-------- Dataset entries

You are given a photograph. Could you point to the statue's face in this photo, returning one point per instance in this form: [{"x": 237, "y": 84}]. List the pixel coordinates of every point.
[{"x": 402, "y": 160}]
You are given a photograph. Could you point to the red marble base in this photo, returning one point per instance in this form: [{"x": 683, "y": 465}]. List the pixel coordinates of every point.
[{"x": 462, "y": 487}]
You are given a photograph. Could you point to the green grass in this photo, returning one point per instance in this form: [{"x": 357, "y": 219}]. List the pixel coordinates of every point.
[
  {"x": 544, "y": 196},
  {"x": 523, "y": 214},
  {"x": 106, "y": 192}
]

----------------

This exercise requires an exact copy of all the records.

Answer for this exercise:
You are given a photograph. Could you point to the statue's face in this photo, returning one point per instance in this form: [{"x": 237, "y": 84}]. List the pixel coordinates of every point.
[{"x": 402, "y": 160}]
You are given a photograph. Could you point to the red marble base in this photo, returning one point per instance in this form: [{"x": 683, "y": 465}]. List the pixel coordinates of every point.
[{"x": 462, "y": 487}]
You are given a photograph. Could you point to the green grass in this photo, returning one point per instance in this form: [{"x": 357, "y": 219}]. List the pixel coordinates of every point.
[
  {"x": 544, "y": 196},
  {"x": 523, "y": 214},
  {"x": 106, "y": 192}
]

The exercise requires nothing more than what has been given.